REQUIRED ACTIONS:
**a.** Can you repeat word for word the part of the article on Ottawa mayor Jim Watson's coming-out essay that begins at the words containing "In the heartfelt" and stops after "as a politician."?
**b.** Could you write the next part of the article on Ottawa mayor Jim Watson's coming-out essay, picking up right after its final sentence?

TEXT FOR ANALYSIS section start

That’s how Ottaway mayor Jim Watson started an essay for the Ottawa Citizen published today. “There — I said it; or rather wrote it. Those two words took me almost four decades to utter, but as they say, ‘Better late than never.’”
In the heartfelt essay, the 58-year-old recounts his own journey to not only realizing his sexuality but also how that may or may not have affected his life. Starting with 7th grade “Jim Fairy” taunts, and early attractions to Rob Lowe and Brad Pitt (a man with taste we see) to homophobic incident as a politician.
“I was elected to Ottawa City council when I was 30, and for most of my public life, my sexuality was not an issue,” he wrote. “It came up just once at an all-candidates meeting.”
“I was running for the provincial legislature in 2003 and a known homophobic activist stood up and asked me if I was gay. There were jeers and shouts, and before I could answer, my NDP opponent snapped at the questioner and told them that anyone’s sexual preference had nothing to do with being a good MPP.”
“To this day, I’m not sure how I would have answered that question, but I am grateful to the NDP’s Marlene Rivier for her gutsy intervention.”
He goes on to call not coming out sooner a “big mistake on my part.”

TEXT FOR ANALYSIS section end
SUPPLIED RECORDS section start

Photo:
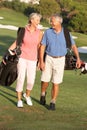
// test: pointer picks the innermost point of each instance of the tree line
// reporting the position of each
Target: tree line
(73, 11)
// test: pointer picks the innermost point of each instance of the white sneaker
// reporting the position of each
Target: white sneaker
(28, 100)
(20, 103)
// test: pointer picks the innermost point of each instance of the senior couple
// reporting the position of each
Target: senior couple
(35, 44)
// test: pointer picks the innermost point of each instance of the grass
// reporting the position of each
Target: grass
(71, 105)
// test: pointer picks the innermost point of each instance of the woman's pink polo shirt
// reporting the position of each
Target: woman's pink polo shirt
(30, 44)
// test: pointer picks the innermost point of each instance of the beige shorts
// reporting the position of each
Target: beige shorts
(54, 69)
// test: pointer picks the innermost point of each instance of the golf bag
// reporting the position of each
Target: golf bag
(70, 58)
(8, 71)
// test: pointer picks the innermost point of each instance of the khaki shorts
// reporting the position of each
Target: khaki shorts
(54, 69)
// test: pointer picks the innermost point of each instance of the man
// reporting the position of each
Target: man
(53, 45)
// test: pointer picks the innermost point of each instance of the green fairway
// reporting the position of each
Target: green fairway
(71, 105)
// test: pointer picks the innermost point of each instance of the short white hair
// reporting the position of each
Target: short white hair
(57, 16)
(34, 15)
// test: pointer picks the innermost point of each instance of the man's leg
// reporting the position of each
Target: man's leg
(54, 94)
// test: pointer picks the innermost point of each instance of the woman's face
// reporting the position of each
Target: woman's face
(35, 21)
(54, 22)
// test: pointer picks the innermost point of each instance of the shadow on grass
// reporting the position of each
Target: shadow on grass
(6, 95)
(37, 101)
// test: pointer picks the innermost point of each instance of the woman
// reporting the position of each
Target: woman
(28, 58)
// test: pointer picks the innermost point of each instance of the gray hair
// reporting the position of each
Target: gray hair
(34, 15)
(57, 16)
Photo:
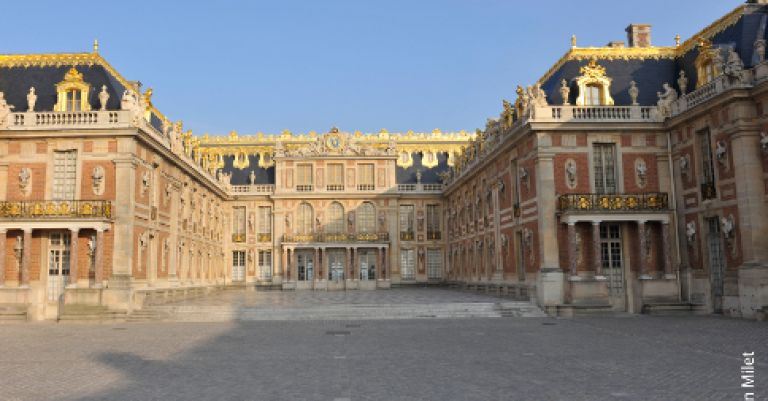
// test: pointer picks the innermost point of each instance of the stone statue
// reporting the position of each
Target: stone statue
(5, 109)
(760, 50)
(565, 91)
(31, 100)
(734, 65)
(690, 232)
(721, 151)
(682, 83)
(570, 173)
(508, 114)
(641, 170)
(633, 92)
(25, 179)
(97, 177)
(727, 225)
(103, 97)
(665, 100)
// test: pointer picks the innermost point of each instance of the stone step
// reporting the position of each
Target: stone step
(339, 312)
(674, 308)
(13, 312)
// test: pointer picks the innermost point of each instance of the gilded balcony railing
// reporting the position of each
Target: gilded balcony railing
(640, 202)
(336, 238)
(56, 209)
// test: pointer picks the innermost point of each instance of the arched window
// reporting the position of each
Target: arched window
(335, 218)
(592, 97)
(72, 92)
(366, 218)
(304, 219)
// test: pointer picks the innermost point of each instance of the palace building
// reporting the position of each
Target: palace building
(629, 177)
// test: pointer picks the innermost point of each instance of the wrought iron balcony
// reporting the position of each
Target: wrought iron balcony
(56, 209)
(640, 202)
(336, 238)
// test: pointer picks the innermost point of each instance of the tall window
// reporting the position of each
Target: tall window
(335, 218)
(73, 100)
(707, 164)
(434, 264)
(64, 175)
(265, 265)
(365, 177)
(407, 264)
(366, 218)
(238, 265)
(592, 97)
(265, 224)
(604, 163)
(304, 177)
(433, 221)
(304, 217)
(406, 222)
(238, 226)
(335, 177)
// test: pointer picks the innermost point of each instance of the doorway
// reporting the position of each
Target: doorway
(58, 263)
(716, 263)
(612, 260)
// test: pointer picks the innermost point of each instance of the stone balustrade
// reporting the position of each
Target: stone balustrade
(259, 189)
(336, 238)
(632, 202)
(567, 113)
(69, 120)
(42, 209)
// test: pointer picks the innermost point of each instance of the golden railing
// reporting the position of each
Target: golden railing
(331, 238)
(56, 208)
(640, 202)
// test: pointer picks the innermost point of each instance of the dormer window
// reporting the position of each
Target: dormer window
(72, 92)
(594, 86)
(706, 68)
(592, 97)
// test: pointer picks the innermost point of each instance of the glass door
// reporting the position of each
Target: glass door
(407, 264)
(367, 265)
(305, 266)
(58, 264)
(335, 265)
(716, 262)
(238, 266)
(612, 257)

SUPPLIED RECORDS section end

ANSWERS BY TASK:
**a.**
In the heartfelt essay, the 58-year-old recounts his own journey to not only realizing his sexuality but also how that may or may not have affected his life. Starting with 7th grade “Jim Fairy” taunts, and early attractions to Rob Lowe and Brad Pitt (a man with taste we see) to homophobic incident as a politician.

**b.**
Watson says that prior to the letter he only had come out to two gay friends and had been struggling with whether to come out publicly for years. Things that made him reconsider included how his family and friends might take the news as well as his constituents. But, he pointed to two events that tipped the scales for him.
The 2014 Olympic Games were held in Russia, and Watson tweeted that in solidarity with LGBTQ+ athletes who might be fearful of their time in the country, Ottawa would fly the Pride flag at City Hall. Someone responded “This is a stupid waste of time. You’ve lost my vote.” To which Watson said “If you have that point of view, I really don’t want your vote.” The response went viral, showing an overwhelming support for the message.
Similarly, when someone approached him saying “I hope you’re not going to march in that fag parade,” referring to the Pride Parade. To which he said “I’m looking forward to marching in the Pride Parade, and I plan on doing so again, so why don’t you join me?” before walking away.
He finishes the letter with advice for those who might be in a similar headspace as he was, unsure about coming out. “ Don’t feel pressured or rushed to come out,” he wrote. “but don’t wait 40 years either.”
Welcome to the family Mayor Jim Watson.